**TASK PROMPT:** Continue the forum thread about what people's cats like to eat, picking up right after its last sentence.

You may wish to restrict the consumption of garlic and onions by your dogs and cats since it's widely reported that plants in the allium family (garlic and onions) can product hemolytic anemia (a potentially fatal disorder in which red blood cells are destroyed).  There is some discussion on the Internet that this disease is most likely a result of consumption of raw onions and garlic, however there does not seem to be any clear evidence that I've found which clearly rules out a problem with cooked onions and garlic.

For my cats, there are plenty of other normal and not potentially toxic foods to tempt and tantilize their palates.


----------



## college_cook (Mar 13, 2006)

Mike, our male silver tabby, and Panda our 4 lb. (and full grown!!! She is teeny-tiny) calico female, will go for just about anything excep vegetables.  My g/f has a few easy to make staple foods for when she's on the run, and she's really bad about leaving the plates out.  Mike is a huge huge fan of buttered noodles with parmesan cheese while they both enjoy licking cream cheee from her unfinished bagels.

They love little sliced of mozzarella and colby-jack cheese.

Mike loves toast, but only if it's wheat toast.

There was one exception where Mike did eat some broccoli, although it was the kind found in those turkey-cheddar Lean Pockets.

They love when I stir fry!  I don't know if the smells attract them, but they love to watch me flip stuff aroundin  my wok.  I think they're koping for some of the meat to fly out my wok.


----------



## grumblebee (Mar 13, 2006)

Shunka said:
			
		

> Good to know that a couple of my 13 cats aren't the only ones that enjoy olives!! Of course not all of them enjoy all the same foods. One loves cooked cabbage with onions and butter, another likes tomato pie and braunschweiger sandwiches. There are so many different things, the list would be too long!!


 
13 cats!!! Do you live on a farm or something? Whoa... 2 kitties in my house keep me busy enough, how do you manage them all?


----------



## tancowgirl2000 (Mar 13, 2006)

we have two cats Bullet...If you know me you'll know why he has that name...and Cotton, figure their colors?  I havent given them human food yet as they are just 4 months so I am waiting a while longer yet.  However they seem to have found this odd taste for pizza.....one piece left out and its devoured in the morn...sheesh


----------



## Vicious Vaness (Mar 13, 2006)

My cat will whine and beg for anything we're eating. We leave dry food out for him, but when we're eating something he can't eat, we give him wet food. We also buy him a rotisserie chicken from costco. (spoiled brat!!) He likes chicken but I think his favorite is fish.


----------



## lindatooo (Mar 13, 2006)

Daddy's Little Darling (aka Domino - a main coon with 1 green eye and 1 blue) seems to know when I bring a can of tuna into the kitchen even when she's upstairs and appears immediately for her share and she loves the liquid.  I don't give her much of that because of the salt.

Any time raw chicken breast appears on the counter either as part of a whole chicken or alone she is there in a heart-beat _demanding _her "share" - she only wants about a tablespoon of it, cut into tiny pieces, but I swear she's try to make off with the whole chicken if she were denied it!  She will not touch the dark meat, though.

**EXTRACTED RECORDS:**
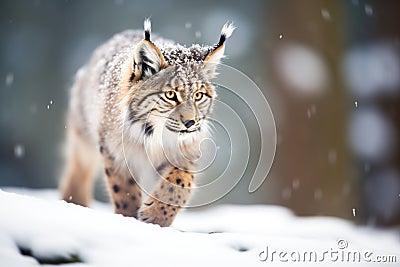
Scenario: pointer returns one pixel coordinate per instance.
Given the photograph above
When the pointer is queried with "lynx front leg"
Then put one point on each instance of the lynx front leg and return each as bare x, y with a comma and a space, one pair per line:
170, 195
125, 192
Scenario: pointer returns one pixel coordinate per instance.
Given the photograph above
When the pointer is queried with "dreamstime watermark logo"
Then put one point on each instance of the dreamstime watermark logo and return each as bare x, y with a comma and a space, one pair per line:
243, 128
339, 254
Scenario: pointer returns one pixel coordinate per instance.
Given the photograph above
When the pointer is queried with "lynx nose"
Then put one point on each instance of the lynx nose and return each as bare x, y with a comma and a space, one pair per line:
189, 123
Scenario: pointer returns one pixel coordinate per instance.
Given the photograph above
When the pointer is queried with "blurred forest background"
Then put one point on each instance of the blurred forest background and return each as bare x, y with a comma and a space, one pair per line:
329, 69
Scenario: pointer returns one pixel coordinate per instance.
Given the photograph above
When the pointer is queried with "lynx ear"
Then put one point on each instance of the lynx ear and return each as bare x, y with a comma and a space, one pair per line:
147, 58
214, 57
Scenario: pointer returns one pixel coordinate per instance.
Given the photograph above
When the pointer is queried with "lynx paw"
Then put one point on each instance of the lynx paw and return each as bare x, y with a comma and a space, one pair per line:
156, 212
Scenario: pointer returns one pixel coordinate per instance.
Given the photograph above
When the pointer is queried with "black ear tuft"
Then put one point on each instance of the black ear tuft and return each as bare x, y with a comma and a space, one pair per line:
214, 57
147, 58
147, 29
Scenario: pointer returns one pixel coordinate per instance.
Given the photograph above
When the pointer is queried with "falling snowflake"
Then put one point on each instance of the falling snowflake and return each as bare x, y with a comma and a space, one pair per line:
368, 10
188, 25
9, 79
19, 151
325, 14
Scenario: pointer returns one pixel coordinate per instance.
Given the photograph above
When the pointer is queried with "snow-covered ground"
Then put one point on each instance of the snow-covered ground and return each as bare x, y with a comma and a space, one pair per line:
36, 227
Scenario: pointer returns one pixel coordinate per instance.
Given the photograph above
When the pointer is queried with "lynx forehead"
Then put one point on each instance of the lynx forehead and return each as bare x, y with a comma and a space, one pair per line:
150, 98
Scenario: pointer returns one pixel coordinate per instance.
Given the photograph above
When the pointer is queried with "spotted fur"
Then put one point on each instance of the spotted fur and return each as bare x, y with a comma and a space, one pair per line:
140, 106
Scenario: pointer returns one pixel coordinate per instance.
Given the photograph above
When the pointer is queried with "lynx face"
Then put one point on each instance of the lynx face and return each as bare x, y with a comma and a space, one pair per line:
173, 94
180, 104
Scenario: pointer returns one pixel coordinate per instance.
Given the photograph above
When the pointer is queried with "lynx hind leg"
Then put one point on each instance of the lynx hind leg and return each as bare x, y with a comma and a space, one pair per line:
124, 191
77, 180
170, 195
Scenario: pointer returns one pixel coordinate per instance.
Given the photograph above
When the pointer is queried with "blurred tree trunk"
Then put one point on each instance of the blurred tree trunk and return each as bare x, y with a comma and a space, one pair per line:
312, 167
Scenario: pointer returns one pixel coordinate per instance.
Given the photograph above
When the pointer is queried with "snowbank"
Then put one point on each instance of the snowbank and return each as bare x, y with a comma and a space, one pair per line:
39, 228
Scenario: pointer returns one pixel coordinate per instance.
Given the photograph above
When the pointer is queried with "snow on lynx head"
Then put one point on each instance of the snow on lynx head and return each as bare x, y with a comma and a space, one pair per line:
173, 93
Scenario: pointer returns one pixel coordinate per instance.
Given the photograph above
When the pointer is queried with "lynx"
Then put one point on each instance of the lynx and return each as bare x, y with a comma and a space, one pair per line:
140, 107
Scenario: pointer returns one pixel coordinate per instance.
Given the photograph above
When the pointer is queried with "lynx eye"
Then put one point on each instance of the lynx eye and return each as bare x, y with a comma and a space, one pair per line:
171, 95
198, 96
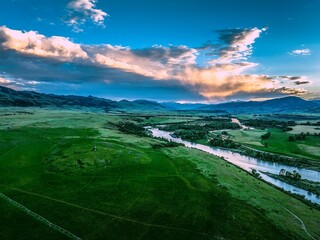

**ANSWER:**
She asks (putting it politely) for her cream very nicely; prancing and "talking" all over the kitchen counter.  (I do sanitize every square inch of the counter top before I cook anything!) until - usually Daddy - pours just the correct amount (about 2 T) into her own little glass bowl and then microwaves it for 4 seconds.  If it's not microwaved she will snub it.

Once in a great while she will agree to a bit of cooked food - but it's usually just a ruse to get Daddy to offer it to her.

If her bowl is empty she will "lead" us to her feeding station in the laundry room - walking in front close enough to trip us if necessary.  Doesn't mean she wants to eat...she just wants to get us to fill the bowl.  This behavior doubles when she wants to be groomed.

When DH came home after having stitches & splint removed from his arm she tasted him!  Right on the wrist - no breaking of the skin but definitely a bite though without the "death shake" which is administered when he's doing something to her she wants stopped.

This is the cat who will nearly jump out of her skin if my foot twitches while she is walking towards it but will sleep peacefully between the TV speakers when they are loud enough to shake the house!  She slept through Independance Day!

2


----------



## Barbara L (Mar 13, 2006)

My cats try to get at almost anything I am eating, but they would get in my mouth to get chicken if they could!  They love chicken and turkey.  They also love tuna.  I don't think I've ever had a cat that really liked beef very much.

 Barbara


----------



## Foodfiend (Mar 16, 2006)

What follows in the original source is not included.